Provided passage:
***

What Is "Frat Rock" Music?

The Kingsmen's original "Louie Louie" album
 Courtesy of Amazon 

Frat-rock is sort of folk-rock's evil twin, having developed into a much different style for much the same reason: the first generation of rock and roll fans leaving high school and heading for America's universities. In this case, however, they weren't forming electric bands to interpret folk, but to stomp out their favorite R&B tunes. Frat-rock was designed first and foremost for the drunken party, much like seen in the classic 1978 film Animal House, written by Harvard alumni who well remember the wild shindigs of the early Sixties.

Typical Frat-Rock Song

The typical frat-rock song featured an organ and owed a strong debt to hard rhythm and blues, but the similarities between it and garage-rock stopped there: garage was more guitar-oriented, angry, brooding, and psychedelic. Frat, for its part, landed with a big stomping beat, salacious lyrics, and a drunken delivery.

***

Records provided:
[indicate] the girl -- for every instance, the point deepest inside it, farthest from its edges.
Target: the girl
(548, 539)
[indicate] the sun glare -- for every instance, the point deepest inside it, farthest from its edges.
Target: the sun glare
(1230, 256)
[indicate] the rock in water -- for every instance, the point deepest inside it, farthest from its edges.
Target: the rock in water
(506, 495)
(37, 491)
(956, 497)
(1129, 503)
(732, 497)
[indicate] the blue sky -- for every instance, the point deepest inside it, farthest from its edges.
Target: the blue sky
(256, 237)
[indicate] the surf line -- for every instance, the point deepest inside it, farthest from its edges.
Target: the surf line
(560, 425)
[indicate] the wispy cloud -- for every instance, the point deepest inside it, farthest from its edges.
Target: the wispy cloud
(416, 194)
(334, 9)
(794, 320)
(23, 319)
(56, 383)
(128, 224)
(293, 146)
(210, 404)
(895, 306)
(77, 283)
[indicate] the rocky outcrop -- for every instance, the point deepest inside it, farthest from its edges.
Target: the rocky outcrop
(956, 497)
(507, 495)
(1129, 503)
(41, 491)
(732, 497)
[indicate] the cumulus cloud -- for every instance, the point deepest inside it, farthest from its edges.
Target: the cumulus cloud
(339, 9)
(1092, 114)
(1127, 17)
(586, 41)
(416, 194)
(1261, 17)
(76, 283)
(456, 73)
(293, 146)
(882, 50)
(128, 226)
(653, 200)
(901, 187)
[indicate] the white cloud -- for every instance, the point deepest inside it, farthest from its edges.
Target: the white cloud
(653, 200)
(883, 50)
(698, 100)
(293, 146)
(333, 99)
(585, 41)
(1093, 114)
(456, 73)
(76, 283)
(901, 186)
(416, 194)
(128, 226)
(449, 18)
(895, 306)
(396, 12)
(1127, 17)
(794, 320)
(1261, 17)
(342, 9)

***

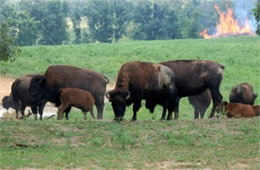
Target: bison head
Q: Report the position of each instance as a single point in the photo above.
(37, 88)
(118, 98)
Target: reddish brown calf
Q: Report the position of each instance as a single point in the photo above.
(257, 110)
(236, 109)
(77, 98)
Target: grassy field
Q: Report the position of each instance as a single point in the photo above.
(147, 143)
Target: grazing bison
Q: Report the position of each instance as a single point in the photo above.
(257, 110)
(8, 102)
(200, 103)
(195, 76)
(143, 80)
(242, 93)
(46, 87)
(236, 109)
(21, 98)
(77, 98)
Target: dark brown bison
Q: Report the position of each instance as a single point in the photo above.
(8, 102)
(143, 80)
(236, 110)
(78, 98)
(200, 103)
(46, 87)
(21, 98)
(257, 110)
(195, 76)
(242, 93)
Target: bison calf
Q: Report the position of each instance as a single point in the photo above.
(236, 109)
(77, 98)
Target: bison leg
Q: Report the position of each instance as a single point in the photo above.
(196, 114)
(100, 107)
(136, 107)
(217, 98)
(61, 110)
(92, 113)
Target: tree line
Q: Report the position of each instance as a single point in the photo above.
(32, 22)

***

Complete the following:
(A) According to the frat rock article, what instrument did the typical frat-rock song feature?
(B) In one to three sentences, explain why frat-rock developed, using the reason given in the frat rock article.
(C) Duplicate the part of the frat rock article starting with "Frat-rock is sort" and going on through "a drunken delivery.".

Per-task outputs:
(A) An organ.

(B) Frat-rock developed when the first generation of rock and roll fans left high school for America's universities. There, instead of forming electric bands to interpret folk, they formed them to stomp out their favorite R&B tunes, mainly for drunken parties.

(C)
Frat-rock is sort of folk-rock's evil twin, having developed into a much different style for much the same reason: the first generation of rock and roll fans leaving high school and heading for America's universities. In this case, however, they weren't forming electric bands to interpret folk, but to stomp out their favorite R&B tunes. Frat-rock was designed first and foremost for the drunken party, much like seen in the classic 1978 film Animal House, written by Harvard alumni who well remember the wild shindigs of the early Sixties.

Typical Frat-Rock Song

The typical frat-rock song featured an organ and owed a strong debt to hard rhythm and blues, but the similarities between it and garage-rock stopped there: garage was more guitar-oriented, angry, brooding, and psychedelic. Frat, for its part, landed with a big stomping beat, salacious lyrics, and a drunken delivery.